◆ Texto proporcionado ◆
....

Al día siguiente, Jerry y yo celebramos una reunión de seguimiento con Dennis para repasar las normas del equipo sobre asistencia, puntualidad y varias cuestiones más. Era una lista bastante corta. Cuando terminé de leerla, Dennis declaró: «No tendréis ningún problema conmigo y seréis campeones de la NBA».

Ese mismo día hablé con Michael y con Scottie para saber si tenían reservas a la hora de jugar con Dennis y respondieron que no. Por lo tanto, Jerry preparó el papeleo y cerró el trato, traspasando a Will Perdue a los Spurs a cambio de Rodman. Y yo me preparé para el paseo de mi vida.

Antes de que Dennis llegase al campamento de entrenamiento mantuve una larga charla con los jugadores. Les advertí de que, probablemente, Dennis se saltaría algunas normas porque le costaba acatar ciertas directrices. Era probable que, esporádicamente, me viese obligado a hacer excepciones. «Tendréis que mostraros maduros en esta cuestión», pedí. ¡Vaya si lo fueron!

....

Registros de una colección:
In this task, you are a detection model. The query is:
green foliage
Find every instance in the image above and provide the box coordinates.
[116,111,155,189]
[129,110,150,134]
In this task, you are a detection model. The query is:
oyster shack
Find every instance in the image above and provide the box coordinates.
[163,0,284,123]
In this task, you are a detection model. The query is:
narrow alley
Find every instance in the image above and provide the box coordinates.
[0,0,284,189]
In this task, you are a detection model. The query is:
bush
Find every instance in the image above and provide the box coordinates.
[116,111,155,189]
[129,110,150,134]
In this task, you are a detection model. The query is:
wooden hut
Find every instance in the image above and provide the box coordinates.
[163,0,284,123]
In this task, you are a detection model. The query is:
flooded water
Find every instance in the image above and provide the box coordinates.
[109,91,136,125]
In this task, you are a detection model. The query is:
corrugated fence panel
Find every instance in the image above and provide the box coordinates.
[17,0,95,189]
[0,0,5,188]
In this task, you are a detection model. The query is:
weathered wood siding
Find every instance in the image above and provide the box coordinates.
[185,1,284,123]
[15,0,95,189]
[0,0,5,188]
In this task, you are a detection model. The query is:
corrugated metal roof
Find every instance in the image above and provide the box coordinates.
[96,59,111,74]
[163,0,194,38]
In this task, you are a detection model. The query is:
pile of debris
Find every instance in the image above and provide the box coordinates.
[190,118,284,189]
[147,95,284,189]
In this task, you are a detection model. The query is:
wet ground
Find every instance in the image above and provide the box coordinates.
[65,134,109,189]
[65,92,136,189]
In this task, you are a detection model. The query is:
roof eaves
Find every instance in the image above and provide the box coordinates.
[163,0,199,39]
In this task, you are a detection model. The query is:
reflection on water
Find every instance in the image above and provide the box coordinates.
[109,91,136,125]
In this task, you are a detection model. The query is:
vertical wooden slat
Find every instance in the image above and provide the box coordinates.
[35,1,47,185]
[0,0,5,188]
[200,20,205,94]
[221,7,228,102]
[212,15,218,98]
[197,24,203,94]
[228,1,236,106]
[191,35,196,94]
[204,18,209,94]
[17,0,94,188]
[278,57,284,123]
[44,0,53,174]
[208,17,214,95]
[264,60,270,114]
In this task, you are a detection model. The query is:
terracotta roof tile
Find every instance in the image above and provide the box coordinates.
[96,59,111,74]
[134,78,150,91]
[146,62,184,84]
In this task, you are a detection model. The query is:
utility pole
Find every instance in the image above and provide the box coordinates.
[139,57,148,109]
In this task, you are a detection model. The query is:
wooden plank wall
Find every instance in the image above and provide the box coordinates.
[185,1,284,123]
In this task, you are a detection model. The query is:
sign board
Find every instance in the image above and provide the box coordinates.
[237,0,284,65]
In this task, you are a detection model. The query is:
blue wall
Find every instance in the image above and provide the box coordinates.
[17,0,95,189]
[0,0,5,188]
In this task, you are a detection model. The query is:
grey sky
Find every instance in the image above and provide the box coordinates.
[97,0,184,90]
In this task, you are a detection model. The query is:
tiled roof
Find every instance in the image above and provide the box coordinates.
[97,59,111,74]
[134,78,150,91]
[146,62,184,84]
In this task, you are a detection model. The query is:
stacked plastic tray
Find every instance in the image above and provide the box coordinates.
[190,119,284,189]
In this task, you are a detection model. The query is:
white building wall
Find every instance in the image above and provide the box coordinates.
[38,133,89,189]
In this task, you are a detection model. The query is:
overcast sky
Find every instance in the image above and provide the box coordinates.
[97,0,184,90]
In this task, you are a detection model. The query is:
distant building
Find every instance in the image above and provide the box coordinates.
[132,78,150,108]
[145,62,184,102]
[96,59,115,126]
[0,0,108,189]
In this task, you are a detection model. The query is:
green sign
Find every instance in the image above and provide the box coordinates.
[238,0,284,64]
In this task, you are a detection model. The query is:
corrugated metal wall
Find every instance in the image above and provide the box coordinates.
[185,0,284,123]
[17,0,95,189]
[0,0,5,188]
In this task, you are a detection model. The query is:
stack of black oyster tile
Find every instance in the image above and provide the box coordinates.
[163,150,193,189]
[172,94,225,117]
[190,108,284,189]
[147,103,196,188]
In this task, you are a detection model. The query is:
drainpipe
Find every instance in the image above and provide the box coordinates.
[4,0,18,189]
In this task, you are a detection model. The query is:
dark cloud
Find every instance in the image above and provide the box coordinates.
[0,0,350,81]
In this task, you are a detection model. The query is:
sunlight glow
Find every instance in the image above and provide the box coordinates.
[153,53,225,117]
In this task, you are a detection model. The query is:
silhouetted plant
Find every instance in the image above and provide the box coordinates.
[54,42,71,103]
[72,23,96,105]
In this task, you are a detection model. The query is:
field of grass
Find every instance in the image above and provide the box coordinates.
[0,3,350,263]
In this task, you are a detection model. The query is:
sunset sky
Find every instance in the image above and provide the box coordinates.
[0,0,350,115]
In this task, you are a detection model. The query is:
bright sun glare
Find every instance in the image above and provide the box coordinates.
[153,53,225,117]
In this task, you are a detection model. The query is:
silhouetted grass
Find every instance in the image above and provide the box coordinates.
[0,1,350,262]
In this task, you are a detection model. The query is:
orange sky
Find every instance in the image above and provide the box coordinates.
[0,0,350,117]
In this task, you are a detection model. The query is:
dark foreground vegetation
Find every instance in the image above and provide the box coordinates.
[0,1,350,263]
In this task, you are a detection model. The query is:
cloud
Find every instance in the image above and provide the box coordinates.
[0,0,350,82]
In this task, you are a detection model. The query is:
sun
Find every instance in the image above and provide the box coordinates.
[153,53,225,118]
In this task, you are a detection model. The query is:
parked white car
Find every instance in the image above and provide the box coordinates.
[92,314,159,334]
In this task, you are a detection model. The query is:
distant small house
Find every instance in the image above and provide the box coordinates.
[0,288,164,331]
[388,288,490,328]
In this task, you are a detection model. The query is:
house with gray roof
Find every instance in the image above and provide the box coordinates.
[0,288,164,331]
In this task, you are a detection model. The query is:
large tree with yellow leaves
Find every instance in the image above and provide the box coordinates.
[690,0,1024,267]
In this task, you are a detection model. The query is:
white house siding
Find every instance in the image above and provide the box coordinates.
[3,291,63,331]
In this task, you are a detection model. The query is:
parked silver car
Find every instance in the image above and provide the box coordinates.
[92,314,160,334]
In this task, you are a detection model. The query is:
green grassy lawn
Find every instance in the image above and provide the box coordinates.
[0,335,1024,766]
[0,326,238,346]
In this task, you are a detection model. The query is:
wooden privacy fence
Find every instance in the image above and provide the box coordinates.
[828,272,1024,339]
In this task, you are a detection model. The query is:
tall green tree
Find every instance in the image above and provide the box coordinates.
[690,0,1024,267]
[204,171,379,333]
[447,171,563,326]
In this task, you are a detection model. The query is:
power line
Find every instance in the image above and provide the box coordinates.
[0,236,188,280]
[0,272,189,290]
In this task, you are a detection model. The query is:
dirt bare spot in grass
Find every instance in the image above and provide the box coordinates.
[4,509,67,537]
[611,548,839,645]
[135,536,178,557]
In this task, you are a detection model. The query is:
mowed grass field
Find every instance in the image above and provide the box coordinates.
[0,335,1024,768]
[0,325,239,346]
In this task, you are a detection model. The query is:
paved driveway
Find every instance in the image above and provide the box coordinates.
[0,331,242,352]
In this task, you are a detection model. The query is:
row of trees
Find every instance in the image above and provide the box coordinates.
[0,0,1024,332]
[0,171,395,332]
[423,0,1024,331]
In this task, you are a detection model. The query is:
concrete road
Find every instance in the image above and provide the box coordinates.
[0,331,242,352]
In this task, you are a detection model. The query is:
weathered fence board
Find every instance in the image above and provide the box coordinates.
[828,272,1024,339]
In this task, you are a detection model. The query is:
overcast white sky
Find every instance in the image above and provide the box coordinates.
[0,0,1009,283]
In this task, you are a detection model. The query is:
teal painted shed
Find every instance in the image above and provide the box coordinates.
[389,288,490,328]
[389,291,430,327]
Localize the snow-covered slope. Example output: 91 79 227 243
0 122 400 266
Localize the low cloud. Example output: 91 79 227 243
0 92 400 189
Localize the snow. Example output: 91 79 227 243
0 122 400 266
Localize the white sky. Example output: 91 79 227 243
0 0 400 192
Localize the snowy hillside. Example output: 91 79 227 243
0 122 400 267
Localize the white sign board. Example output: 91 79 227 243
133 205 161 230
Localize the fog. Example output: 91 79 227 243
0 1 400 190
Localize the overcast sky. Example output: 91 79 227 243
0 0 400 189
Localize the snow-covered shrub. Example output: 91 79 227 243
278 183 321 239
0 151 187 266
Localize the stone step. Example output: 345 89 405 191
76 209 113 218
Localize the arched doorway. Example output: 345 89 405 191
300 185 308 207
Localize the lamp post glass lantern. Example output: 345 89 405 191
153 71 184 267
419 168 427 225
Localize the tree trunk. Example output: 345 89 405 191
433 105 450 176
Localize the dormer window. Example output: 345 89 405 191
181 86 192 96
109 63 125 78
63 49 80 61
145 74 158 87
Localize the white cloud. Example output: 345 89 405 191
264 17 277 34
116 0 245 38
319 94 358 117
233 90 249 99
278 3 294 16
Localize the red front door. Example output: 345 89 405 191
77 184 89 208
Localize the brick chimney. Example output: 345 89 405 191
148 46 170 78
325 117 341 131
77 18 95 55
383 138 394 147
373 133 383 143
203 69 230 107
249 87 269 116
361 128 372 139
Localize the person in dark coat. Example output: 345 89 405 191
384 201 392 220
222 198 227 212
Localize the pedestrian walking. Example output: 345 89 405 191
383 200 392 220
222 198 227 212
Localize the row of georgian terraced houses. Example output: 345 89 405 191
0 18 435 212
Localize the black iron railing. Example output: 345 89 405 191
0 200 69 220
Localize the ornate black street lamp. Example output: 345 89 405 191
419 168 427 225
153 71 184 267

....

◆ Tareas por realizar ◆
(a) Responde estas preguntas sobre el texto de la incorporación de Dennis Rodman:
(i) ¿Qué normas del equipo se repasaron en la reunión de seguimiento con Dennis?
(ii) ¿A qué jugador traspasó Jerry a los Spurs a cambio de Rodman?
(iii) ¿Con quiénes habló el narrador para saber si tenían reservas a la hora de jugar con Dennis?
(b) Prosigue el texto de la incorporación de Dennis Rodman a partir de su última frase.
Los ítems no hacen falta para ninguna de las tareas.

◆ Respuestas por tarea ◆
(a)
(i) Las normas sobre asistencia, puntualidad y varias cuestiones más.
(ii) A Will Perdue.
(iii) Con Michael y con Scottie.

(b)
Casi todos los jugadores sintieron enseguida mucho apego por Dennis. Pronto se percataron de que sus locuras (los anillos en la nariz, los tatuajes y las juergas hasta altas horas de la noche en bares gays) eran puro teatro de cara a la galería que, con ayuda de Madonna, había creado para llamar la atención. Por debajo de todo eso, era un chico tranquilo de Dallas, de corazón generoso, que trabajaba mucho, jugaba con tesón y haría lo que fuese con tal de ganar.

En mitad del campamento de entrenamiento tomé conciencia de que Dennis incorporaría al equipo una nueva dimensión que yo no había previsto. No solo era el mago de los tableros, sino un defensor inteligente e hipnotizante que se podía encargar de cualquiera, Shaq incluido, que le sacaba quince centímetros y unos cuarenta kilos de peso. Con Dennis en la alineación, podríamos organizar robos rápidos y también tomárnoslo con calma y jugar encuentros duros de media pista. Me encantaba verlo jugar. Cuando salía a la cancha se mostraba muy desinhibido y gozoso, como un niño que aprende a volar. Comenté con otros entrenadores que, a cierto nivel, me recordaba a mí mismo.

El lado oscuro de Dennis resultó más desafiante. En ocasiones parecía una olla exprés a punto de estallar. Pasaba períodos de gran ansiedad que duraban cuarenta y ocho o más horas y la presión se acumulaba en su interior hasta que no tenía más opción que liberarla. En esos momentos, su representante solía pedirme que, si no había partido, diera el fin de semana libre a Dennis. Se iban a Las Vegas y se pasaban un par de días de juerga. Dennis volvía hecho una ruina, pero luego se recuperaba y trabajaba hasta volver a poner su vida en orden.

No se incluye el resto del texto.